Selected extract →
HIGHLIGHTS

Montefiore Einstein Successfully Performs the World’s First HIV-Positive to HIV-Positive Heart Transplant

Groundbreaking surgery marks a new era in organ donation, expanding lifesaving opportunities for HIV-positive patients.

The world’s first HIV-positive to HIV-positive heart transplant has been successfully performed at Montefiore Einstein. The patient, in her sixties, suffered from advanced heart failure and received the life-saving donation, along with a simultaneous kidney transplant, in early spring. After the four-hour surgery, she spent five weeks recovering in the hospital and now sees her transplant physicians at Montefiore Einstein for monitoring.

Montefiore Einstein is one of only 25 centers in the United States eligible to offer this complex surgery, having met prior surgical benchmarks and outcomes set by the Organ Procurement and Transplantation Network.

“Previously unthinkable, this is a significant milestone not just for people living with HIV who have been able to receive organs from others but were prohibited from donating, but for all patients awaiting heart transplantation,” said Ulrich P. Jorde, MD, Head of Heart Failure, Cardiac Transplantation & Mechanical Circulatory Support, Vice Chief, Division of Cardiology at Montefiore, and Professor of Medicine at Albert Einstein College of Medicine. “Going forward, those patients on the list who are HIV-positive may now, at highly select centers such as Montefiore Einstein, receive HIV-positive organs. This will not only reduce their own wait time, but reduce the number of patients on the wait list, thus allowing earlier access to an organ for others.”

Montefiore Einstein’s heart transplantation team is internationally renowned for spearheading innovative methods, like transplanting a heart from a donor who died after their heart had stopped beating—a novel approach that has the potential to save hundreds more people in need of a new heart each year.

“The goal of the Montefiore Einstein heart transplant team is to constantly push and establish new standards so that anyone who is appropriate for an organ transplant can benefit from this lifesaving procedure,” said Daniel Goldstein, MD, Professor and Vice Chair, Department of Cardiothoracic Surgery, and Surgical Director, Cardiothoracic & Vascular Surgery and Cardiac Transplantation & Mechanical Assistance Programs, Montefiore and Albert Einstein College of Medicine.

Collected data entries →

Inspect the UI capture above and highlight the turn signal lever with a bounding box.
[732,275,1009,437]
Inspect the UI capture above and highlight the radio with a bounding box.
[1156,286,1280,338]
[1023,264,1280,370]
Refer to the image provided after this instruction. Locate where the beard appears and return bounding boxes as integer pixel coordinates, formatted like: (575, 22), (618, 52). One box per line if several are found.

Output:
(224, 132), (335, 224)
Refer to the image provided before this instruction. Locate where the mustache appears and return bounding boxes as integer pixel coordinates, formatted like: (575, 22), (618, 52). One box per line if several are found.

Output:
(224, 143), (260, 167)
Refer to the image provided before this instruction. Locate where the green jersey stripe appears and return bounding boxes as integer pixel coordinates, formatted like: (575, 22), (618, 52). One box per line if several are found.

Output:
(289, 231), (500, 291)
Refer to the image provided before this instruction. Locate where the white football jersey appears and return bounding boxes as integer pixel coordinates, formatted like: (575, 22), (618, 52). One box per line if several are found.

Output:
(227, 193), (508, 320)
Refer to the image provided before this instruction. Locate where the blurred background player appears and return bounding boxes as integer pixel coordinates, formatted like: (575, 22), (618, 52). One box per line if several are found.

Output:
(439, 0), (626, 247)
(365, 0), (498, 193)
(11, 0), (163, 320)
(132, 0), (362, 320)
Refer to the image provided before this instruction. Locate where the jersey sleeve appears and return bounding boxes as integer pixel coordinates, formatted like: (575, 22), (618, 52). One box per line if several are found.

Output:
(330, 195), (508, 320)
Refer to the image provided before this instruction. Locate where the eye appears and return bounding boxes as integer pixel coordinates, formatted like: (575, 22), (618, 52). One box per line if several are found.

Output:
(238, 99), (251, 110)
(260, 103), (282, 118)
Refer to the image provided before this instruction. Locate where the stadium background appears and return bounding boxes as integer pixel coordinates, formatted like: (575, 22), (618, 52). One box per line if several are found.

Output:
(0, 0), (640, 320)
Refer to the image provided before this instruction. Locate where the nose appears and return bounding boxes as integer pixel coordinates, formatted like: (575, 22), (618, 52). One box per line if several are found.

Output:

Problem statement → Retype the passage from the news item on the HIV-positive heart transplant from "Groundbreaking surgery marks" to "Einstein for monitoring.".

Solution to the exercise →
Groundbreaking surgery marks a new era in organ donation, expanding lifesaving opportunities for HIV-positive patients.

The world’s first HIV-positive to HIV-positive heart transplant has been successfully performed at Montefiore Einstein. The patient, in her sixties, suffered from advanced heart failure and received the life-saving donation, along with a simultaneous kidney transplant, in early spring. After the four-hour surgery, she spent five weeks recovering in the hospital and now sees her transplant physicians at Montefiore Einstein for monitoring.